[Point-per-instance localization data]
********

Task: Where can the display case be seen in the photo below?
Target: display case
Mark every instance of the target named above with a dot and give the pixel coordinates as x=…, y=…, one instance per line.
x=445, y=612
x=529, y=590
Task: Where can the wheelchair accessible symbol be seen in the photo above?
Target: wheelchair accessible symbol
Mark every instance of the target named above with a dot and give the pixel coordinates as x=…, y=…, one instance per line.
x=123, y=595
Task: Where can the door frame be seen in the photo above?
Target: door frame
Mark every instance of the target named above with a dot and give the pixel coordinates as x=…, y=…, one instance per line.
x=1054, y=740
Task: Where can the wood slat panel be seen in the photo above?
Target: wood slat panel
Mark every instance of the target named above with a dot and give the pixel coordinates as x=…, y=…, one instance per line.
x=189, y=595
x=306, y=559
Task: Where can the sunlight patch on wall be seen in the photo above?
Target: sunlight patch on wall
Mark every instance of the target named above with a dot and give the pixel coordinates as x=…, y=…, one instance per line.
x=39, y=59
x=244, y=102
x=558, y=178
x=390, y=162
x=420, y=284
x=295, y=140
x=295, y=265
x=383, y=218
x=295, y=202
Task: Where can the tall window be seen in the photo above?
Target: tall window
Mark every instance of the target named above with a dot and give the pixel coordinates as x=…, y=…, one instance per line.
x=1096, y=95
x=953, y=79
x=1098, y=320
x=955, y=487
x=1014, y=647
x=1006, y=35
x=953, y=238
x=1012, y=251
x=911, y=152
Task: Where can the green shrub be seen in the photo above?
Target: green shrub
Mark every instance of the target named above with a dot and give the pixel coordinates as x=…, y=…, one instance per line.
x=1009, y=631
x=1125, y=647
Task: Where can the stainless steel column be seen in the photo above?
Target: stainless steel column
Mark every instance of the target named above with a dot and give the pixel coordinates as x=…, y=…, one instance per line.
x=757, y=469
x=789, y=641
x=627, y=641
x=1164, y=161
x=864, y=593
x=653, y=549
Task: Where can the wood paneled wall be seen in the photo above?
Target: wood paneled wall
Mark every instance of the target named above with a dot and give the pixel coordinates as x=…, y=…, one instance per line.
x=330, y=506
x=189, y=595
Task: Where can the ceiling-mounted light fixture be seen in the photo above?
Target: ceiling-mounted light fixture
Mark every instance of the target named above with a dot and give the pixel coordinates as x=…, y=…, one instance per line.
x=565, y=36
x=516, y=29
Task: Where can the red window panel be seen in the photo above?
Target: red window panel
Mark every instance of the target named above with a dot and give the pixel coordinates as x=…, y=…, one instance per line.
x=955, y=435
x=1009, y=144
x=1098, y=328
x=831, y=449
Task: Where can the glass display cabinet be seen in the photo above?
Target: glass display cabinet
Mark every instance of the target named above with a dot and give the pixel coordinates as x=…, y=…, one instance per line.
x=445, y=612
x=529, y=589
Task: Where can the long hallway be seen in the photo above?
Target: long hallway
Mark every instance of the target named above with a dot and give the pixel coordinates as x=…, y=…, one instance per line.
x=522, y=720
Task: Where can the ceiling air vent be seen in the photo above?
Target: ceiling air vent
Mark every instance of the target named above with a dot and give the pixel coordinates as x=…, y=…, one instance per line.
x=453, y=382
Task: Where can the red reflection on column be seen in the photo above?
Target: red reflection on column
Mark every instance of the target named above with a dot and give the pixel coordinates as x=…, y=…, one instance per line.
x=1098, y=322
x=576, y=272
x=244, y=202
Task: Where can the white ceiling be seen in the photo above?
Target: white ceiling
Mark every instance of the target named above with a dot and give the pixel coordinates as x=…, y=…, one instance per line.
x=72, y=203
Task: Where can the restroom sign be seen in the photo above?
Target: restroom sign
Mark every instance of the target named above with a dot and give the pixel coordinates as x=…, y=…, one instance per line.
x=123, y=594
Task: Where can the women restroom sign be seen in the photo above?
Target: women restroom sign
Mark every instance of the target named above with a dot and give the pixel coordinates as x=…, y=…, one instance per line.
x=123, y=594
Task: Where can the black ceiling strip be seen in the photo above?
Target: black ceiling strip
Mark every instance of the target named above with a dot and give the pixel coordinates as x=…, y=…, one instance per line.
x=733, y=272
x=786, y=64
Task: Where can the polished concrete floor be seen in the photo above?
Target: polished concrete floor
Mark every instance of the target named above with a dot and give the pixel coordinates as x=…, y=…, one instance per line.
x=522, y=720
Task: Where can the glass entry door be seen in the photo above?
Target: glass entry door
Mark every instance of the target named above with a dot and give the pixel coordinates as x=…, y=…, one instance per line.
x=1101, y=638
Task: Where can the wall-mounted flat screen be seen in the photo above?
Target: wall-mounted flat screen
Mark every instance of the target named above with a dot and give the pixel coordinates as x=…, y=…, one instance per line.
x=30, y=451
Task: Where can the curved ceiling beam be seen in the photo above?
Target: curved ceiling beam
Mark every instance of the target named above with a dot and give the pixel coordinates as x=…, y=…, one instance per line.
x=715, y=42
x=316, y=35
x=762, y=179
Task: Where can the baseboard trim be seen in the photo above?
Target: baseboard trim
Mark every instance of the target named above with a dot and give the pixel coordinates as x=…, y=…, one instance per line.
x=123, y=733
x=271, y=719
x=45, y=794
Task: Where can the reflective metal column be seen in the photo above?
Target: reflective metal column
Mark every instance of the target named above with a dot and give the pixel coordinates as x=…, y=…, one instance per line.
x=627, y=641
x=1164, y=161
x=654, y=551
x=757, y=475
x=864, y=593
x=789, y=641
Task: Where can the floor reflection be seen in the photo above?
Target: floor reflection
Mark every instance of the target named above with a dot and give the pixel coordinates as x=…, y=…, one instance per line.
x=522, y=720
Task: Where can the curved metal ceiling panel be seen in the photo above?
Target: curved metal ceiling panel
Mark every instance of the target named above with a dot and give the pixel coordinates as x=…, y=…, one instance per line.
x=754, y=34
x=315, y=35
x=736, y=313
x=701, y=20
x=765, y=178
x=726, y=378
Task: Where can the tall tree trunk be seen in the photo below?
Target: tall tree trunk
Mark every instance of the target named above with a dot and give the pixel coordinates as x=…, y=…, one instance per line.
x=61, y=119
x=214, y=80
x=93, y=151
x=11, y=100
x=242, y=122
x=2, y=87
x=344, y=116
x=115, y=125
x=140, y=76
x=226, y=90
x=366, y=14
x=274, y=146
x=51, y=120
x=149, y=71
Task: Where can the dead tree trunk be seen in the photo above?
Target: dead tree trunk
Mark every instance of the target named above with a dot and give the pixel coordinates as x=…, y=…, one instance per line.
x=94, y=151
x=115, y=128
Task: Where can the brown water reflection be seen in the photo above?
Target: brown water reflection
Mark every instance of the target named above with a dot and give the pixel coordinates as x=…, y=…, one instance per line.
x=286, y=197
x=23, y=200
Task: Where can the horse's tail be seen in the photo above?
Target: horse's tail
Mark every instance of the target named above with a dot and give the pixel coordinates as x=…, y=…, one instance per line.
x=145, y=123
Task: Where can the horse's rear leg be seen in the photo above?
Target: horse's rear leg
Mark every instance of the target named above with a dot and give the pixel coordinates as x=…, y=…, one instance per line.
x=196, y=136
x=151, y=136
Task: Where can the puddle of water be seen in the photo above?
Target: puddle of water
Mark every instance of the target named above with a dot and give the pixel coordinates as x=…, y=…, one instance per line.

********

• [How to complete this task]:
All that belongs in your answer is the stretch of entries above from the line with "Target: glass entry door" through the line with "Task: Where can the curved metal", printed exactly.

• [Solution for this task]:
Target: glass entry door
Mark every instance of the target named above with a dot and give the pixel coordinates as x=…, y=…, one instance per line.
x=1101, y=638
Task: Where can the wall-mounted flat screen be seen in the photo above?
Target: wall-mounted flat screen
Mark every instance of the target named above with a dot and give the pixel coordinates as x=…, y=…, one instance per line.
x=30, y=451
Task: Where can the curved ceiling beam be seen in the photo above?
Target: curved ceiling beam
Mark every instance of the target named above with a dot and give the pixel coordinates as x=…, y=…, one instance per line.
x=715, y=42
x=316, y=35
x=762, y=179
Task: Where can the baseboard trim be seen in the photo above?
Target: baseboard trim
Mark every instance of the target named above with a dot and give the pixel coordinates as x=…, y=…, one instance per line.
x=123, y=733
x=271, y=719
x=45, y=794
Task: Where can the reflective metal column be seen in the photo above?
Target: reflective metal column
Mark every instance of the target named above with a dot and give the pixel coordinates as x=…, y=…, one instance per line.
x=627, y=641
x=1164, y=161
x=654, y=551
x=757, y=475
x=864, y=593
x=789, y=641
Task: Where can the floor reflection be seen in the photo above?
Target: floor reflection
Mark every instance of the target named above with a dot and give the pixel coordinates as x=…, y=…, one instance per line.
x=522, y=720
Task: Where can the curved metal ceiling panel be seen in the photo above?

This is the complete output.